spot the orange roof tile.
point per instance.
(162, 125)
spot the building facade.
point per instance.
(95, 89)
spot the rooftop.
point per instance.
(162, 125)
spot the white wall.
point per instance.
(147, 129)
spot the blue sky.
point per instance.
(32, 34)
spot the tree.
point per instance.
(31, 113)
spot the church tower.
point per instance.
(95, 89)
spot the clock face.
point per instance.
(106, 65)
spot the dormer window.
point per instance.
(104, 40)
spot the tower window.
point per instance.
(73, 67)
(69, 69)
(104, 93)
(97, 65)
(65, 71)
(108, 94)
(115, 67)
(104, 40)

· · ·

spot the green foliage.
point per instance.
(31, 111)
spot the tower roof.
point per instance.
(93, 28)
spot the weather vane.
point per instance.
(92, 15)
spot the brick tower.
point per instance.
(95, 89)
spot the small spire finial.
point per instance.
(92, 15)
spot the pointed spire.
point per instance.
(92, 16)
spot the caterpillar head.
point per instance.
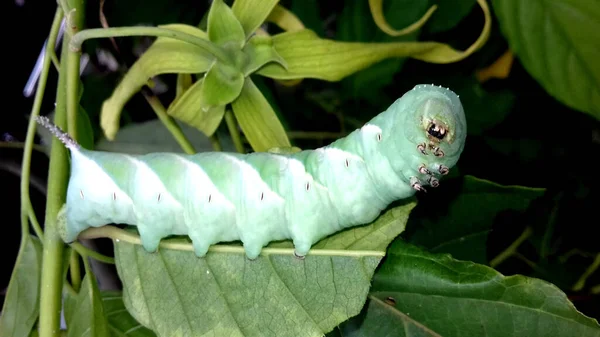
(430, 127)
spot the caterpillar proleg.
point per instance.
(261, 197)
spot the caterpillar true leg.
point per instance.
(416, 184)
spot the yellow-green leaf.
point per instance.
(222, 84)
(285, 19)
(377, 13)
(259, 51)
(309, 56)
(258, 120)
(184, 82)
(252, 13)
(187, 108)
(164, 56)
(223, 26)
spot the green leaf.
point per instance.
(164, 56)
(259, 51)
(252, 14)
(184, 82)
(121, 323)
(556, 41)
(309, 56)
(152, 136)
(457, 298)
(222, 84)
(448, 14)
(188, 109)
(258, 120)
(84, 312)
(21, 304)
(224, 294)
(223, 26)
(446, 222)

· · ·

### TASK OBJECTIVE:
When copying from the data above, print only the lines from the line containing "spot the caterpillar head." to the line containing "spot the green leaf.", exactly, and leave the pictures out.

### OUTPUT FOR THIS TASK:
spot the caterpillar head.
point per instance.
(430, 127)
spot the caterpillar proleg.
point per instance.
(261, 197)
spot the caterpillar true leg.
point per instance.
(416, 184)
spot the yellow-green leaf.
point per instance.
(222, 84)
(285, 19)
(377, 13)
(259, 51)
(309, 56)
(258, 120)
(184, 82)
(252, 13)
(187, 108)
(164, 56)
(223, 26)
spot the green leaf.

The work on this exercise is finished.